Where the records below have a line with "rough", that line is to be copied.

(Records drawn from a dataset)
══════════

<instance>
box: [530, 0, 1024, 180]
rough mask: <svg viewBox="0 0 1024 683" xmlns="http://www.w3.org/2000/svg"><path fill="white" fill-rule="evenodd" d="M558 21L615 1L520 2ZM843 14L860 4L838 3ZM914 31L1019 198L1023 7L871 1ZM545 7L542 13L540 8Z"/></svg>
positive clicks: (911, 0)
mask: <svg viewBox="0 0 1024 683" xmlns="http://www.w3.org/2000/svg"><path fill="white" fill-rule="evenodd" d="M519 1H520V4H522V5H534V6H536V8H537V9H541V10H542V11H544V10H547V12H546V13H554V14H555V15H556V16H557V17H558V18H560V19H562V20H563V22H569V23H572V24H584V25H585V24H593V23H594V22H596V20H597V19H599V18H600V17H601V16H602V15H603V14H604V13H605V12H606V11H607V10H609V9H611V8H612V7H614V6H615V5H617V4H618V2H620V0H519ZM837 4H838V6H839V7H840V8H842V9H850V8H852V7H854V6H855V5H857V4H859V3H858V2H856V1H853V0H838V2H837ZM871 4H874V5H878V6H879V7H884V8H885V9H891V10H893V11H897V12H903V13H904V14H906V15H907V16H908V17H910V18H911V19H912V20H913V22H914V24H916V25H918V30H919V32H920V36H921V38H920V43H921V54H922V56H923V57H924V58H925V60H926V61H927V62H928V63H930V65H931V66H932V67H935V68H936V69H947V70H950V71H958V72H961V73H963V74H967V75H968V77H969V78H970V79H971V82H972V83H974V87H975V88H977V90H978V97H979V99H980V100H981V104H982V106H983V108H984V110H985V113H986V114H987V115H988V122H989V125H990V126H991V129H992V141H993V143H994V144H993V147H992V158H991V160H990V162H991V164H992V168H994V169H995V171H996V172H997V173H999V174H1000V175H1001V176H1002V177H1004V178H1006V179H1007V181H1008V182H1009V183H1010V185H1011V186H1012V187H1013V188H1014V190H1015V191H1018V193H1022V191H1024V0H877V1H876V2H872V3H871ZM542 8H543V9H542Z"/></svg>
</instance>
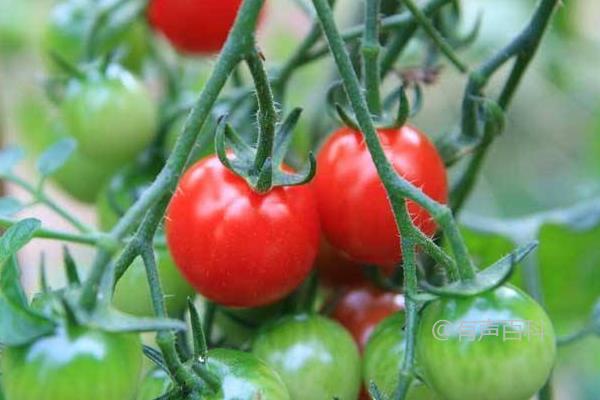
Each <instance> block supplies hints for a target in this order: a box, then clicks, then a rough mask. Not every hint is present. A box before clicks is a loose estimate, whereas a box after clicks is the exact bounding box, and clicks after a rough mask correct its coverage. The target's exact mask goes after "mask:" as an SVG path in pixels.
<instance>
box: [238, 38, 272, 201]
mask: <svg viewBox="0 0 600 400" xmlns="http://www.w3.org/2000/svg"><path fill="white" fill-rule="evenodd" d="M246 62H247V63H248V67H249V68H250V73H251V74H252V79H253V80H254V86H255V87H256V99H257V100H258V143H257V149H256V159H255V160H254V171H255V173H256V174H257V175H258V174H259V173H260V171H262V169H263V166H264V165H265V162H266V161H267V159H269V158H271V156H272V154H273V143H274V141H275V125H276V124H277V110H276V109H275V102H274V100H273V92H272V91H271V84H270V82H269V76H268V75H267V71H266V69H265V65H264V63H263V59H262V55H261V54H260V53H259V52H258V50H256V49H255V50H254V51H252V52H250V54H249V55H247V56H246ZM257 189H258V190H259V191H261V192H262V191H263V190H261V189H263V188H257ZM269 189H270V187H269V188H266V190H264V191H268V190H269Z"/></svg>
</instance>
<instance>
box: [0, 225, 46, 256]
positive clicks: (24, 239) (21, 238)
mask: <svg viewBox="0 0 600 400" xmlns="http://www.w3.org/2000/svg"><path fill="white" fill-rule="evenodd" d="M40 226H41V222H40V221H39V220H37V219H33V218H28V219H24V220H22V221H19V222H17V223H16V224H14V225H13V226H11V227H10V228H8V229H7V230H6V232H4V235H2V237H0V265H2V264H4V263H5V262H6V260H8V259H9V257H11V256H12V255H13V254H15V253H16V252H17V251H19V250H20V249H21V248H22V247H23V246H25V245H26V244H27V243H29V241H30V240H31V239H32V238H33V236H34V235H35V232H36V230H37V229H38V228H39V227H40Z"/></svg>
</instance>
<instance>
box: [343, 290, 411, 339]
mask: <svg viewBox="0 0 600 400" xmlns="http://www.w3.org/2000/svg"><path fill="white" fill-rule="evenodd" d="M403 309H404V296H402V295H401V294H396V293H391V292H383V291H381V290H379V289H376V288H374V287H372V286H370V285H367V284H363V285H360V286H355V287H353V288H351V289H349V290H347V291H346V293H345V294H343V295H342V297H341V298H340V299H339V301H338V302H337V304H336V307H335V309H334V310H333V314H332V318H333V319H334V320H336V321H338V322H339V323H340V324H342V325H343V326H344V327H345V328H346V329H348V331H350V333H351V334H352V336H353V337H354V340H355V341H356V343H357V344H358V348H359V349H360V350H361V351H362V350H363V349H364V348H365V345H366V344H367V341H368V340H369V337H370V336H371V334H372V333H373V330H374V329H375V327H376V326H377V324H378V323H379V322H381V321H382V320H383V319H384V318H386V317H388V316H390V315H391V314H393V313H395V312H397V311H400V310H403Z"/></svg>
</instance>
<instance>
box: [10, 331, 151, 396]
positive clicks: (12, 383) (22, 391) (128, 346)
mask: <svg viewBox="0 0 600 400" xmlns="http://www.w3.org/2000/svg"><path fill="white" fill-rule="evenodd" d="M141 368H142V346H141V342H140V338H139V335H136V334H129V333H128V334H124V333H119V334H117V333H107V332H102V331H99V330H92V329H88V328H85V327H73V328H69V329H68V330H66V329H64V328H59V329H58V330H57V331H56V332H55V333H54V334H53V335H51V336H47V337H43V338H40V339H38V340H36V341H35V342H33V343H30V344H28V345H25V346H20V347H8V348H5V349H4V352H3V356H2V375H1V379H2V384H3V386H4V394H5V396H6V399H7V400H39V399H44V400H82V399H85V400H107V399H123V400H125V399H131V398H133V396H134V394H135V391H136V387H137V383H138V379H139V375H140V373H141Z"/></svg>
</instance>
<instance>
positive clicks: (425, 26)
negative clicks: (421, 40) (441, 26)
mask: <svg viewBox="0 0 600 400" xmlns="http://www.w3.org/2000/svg"><path fill="white" fill-rule="evenodd" d="M402 2H403V3H404V5H405V6H406V8H408V9H409V11H410V12H411V13H412V15H414V17H415V19H416V20H417V22H418V23H419V25H421V27H422V28H423V30H424V31H425V32H426V33H427V34H428V35H429V37H430V38H431V40H432V41H433V42H434V43H435V44H436V45H437V46H438V47H439V49H440V50H441V52H442V53H443V54H444V55H445V56H446V57H448V59H449V60H450V61H451V62H452V64H454V66H455V67H456V68H457V69H458V70H459V71H460V72H462V73H465V72H467V71H468V68H467V66H466V65H465V64H464V63H463V62H462V61H461V60H460V58H459V57H458V56H457V55H456V53H455V52H454V49H452V46H450V44H448V42H447V41H446V39H444V37H443V36H442V35H441V34H440V33H439V32H438V31H437V29H435V26H433V23H432V22H431V20H430V19H429V18H428V17H427V15H425V13H423V11H421V9H420V8H419V7H417V5H416V4H415V3H414V1H413V0H402Z"/></svg>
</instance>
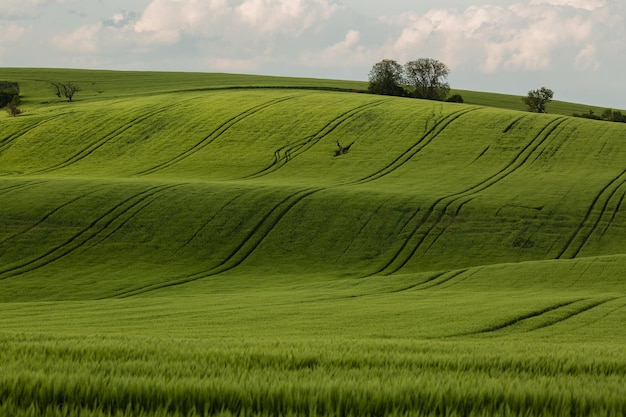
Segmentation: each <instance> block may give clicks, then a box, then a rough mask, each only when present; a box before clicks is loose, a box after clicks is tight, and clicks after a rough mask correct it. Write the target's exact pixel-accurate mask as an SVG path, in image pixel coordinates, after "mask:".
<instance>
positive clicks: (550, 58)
mask: <svg viewBox="0 0 626 417" xmlns="http://www.w3.org/2000/svg"><path fill="white" fill-rule="evenodd" d="M418 58H433V59H437V60H439V61H442V62H443V63H445V64H446V65H447V66H448V67H449V68H450V70H451V73H450V76H449V77H448V82H449V83H450V85H451V87H452V88H456V89H464V90H477V91H489V92H501V93H510V94H518V95H525V94H526V93H527V92H528V91H529V90H533V89H537V88H540V87H548V88H550V89H552V90H553V91H554V93H555V95H554V98H555V99H556V100H564V101H573V102H578V103H585V104H590V105H597V106H603V107H613V108H619V109H626V76H625V75H626V2H624V0H469V1H464V0H437V1H423V0H412V1H408V0H386V1H380V0H0V67H61V68H91V69H117V70H157V71H194V72H195V71H200V72H228V73H240V74H263V75H278V76H295V77H317V78H332V79H345V80H363V81H367V79H368V73H369V71H370V69H371V68H372V66H373V65H374V64H375V63H377V62H379V61H381V60H382V59H393V60H396V61H397V62H398V63H400V64H404V63H406V62H408V61H411V60H415V59H418Z"/></svg>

══════════

* _EXPECTED OUTPUT_
rough mask: <svg viewBox="0 0 1024 683" xmlns="http://www.w3.org/2000/svg"><path fill="white" fill-rule="evenodd" d="M558 21L615 1L520 2ZM843 14L860 4L838 3ZM914 31L1019 198L1023 7L871 1ZM545 7L542 13L540 8Z"/></svg>
Each <instance> block supplies hints for a target in this order: a box, then clicks, then a rough mask. Not every hint is present. A box before clicks is a loose estimate, whereas a box after clicks is the exact bounding box, and clicks after a rough mask correct its coverage. The target's exact mask goes after "mask:" as an SVG path in pixels.
Segmentation: each <instance> block may give clicks, then a box, then a rough mask, each only when present; a box before clicks is loose, a box after clicks is tight, and clicks after a rough mask correct it. Write the target's exact pixel-accurate mask as an SVG path, in image pixel coordinates, after "mask:".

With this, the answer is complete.